(begin)

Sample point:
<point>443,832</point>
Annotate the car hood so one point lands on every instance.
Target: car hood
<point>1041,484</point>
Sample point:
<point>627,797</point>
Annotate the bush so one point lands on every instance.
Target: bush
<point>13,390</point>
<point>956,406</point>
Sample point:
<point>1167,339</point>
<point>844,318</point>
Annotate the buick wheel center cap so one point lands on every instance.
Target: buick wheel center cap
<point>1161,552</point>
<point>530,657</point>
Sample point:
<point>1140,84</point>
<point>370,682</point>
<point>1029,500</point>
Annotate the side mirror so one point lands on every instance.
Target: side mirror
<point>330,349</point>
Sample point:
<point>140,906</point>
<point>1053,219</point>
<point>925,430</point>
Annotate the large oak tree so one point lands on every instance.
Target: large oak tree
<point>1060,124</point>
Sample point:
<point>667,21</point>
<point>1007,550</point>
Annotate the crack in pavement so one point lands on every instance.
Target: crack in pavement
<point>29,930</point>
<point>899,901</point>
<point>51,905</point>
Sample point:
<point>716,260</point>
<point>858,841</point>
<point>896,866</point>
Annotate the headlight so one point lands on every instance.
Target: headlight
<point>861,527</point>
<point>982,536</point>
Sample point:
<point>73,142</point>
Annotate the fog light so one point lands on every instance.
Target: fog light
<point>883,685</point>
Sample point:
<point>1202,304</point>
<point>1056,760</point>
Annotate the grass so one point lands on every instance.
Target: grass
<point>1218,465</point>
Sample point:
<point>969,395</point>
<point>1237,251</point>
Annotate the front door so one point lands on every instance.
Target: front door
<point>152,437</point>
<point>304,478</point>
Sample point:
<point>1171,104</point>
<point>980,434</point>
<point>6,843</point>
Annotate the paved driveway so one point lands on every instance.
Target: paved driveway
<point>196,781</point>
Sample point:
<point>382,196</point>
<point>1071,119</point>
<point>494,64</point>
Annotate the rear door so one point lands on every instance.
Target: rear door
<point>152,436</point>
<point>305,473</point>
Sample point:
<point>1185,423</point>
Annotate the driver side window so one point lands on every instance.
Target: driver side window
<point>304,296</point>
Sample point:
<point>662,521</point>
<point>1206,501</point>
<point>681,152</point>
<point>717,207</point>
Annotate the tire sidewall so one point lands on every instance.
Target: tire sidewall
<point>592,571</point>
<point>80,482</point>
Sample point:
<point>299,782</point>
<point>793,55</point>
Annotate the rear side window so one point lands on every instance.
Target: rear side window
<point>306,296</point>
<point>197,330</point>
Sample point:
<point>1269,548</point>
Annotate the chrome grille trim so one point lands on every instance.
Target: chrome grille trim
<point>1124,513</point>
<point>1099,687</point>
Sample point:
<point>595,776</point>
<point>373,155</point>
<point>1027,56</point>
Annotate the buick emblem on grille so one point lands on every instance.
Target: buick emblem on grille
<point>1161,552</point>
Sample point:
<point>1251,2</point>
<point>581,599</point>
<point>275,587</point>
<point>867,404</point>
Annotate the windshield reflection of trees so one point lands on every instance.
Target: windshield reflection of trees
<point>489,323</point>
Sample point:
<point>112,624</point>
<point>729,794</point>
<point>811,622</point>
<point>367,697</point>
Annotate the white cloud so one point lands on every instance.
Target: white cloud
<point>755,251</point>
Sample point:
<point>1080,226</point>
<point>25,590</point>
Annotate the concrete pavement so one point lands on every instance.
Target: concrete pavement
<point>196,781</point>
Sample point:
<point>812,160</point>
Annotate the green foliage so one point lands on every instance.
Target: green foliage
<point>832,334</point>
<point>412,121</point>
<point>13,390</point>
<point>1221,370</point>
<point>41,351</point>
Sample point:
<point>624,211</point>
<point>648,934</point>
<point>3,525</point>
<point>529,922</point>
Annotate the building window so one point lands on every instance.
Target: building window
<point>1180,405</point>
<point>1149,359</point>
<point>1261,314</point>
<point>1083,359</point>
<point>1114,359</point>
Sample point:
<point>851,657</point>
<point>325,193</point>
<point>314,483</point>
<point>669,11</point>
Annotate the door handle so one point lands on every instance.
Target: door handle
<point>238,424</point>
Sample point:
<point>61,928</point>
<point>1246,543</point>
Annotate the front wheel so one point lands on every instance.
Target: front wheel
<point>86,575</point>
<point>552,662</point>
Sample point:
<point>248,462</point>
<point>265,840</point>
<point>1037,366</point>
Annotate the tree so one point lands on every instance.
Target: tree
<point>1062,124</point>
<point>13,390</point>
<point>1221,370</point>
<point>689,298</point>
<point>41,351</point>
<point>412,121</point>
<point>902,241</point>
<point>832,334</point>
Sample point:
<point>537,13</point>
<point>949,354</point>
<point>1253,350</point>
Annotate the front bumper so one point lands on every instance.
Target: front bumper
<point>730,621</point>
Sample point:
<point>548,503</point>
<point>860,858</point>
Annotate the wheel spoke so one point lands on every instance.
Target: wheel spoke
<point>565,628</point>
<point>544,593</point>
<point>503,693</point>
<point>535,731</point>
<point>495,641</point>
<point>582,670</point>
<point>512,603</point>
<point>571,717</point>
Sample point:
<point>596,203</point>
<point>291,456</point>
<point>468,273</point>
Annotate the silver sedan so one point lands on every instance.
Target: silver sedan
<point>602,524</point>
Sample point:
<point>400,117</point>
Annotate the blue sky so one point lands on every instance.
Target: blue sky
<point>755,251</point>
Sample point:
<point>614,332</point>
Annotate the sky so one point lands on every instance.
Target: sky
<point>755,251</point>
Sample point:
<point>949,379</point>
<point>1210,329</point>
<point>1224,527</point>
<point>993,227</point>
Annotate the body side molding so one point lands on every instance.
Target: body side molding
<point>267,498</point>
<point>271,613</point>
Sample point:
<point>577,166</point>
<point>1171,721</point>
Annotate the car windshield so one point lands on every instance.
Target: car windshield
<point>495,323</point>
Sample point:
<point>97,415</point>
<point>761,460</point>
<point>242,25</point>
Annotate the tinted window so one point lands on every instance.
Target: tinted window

(end)

Requirement:
State how many lines in the data above contain the word "trim". Give only the number.

Result below:
2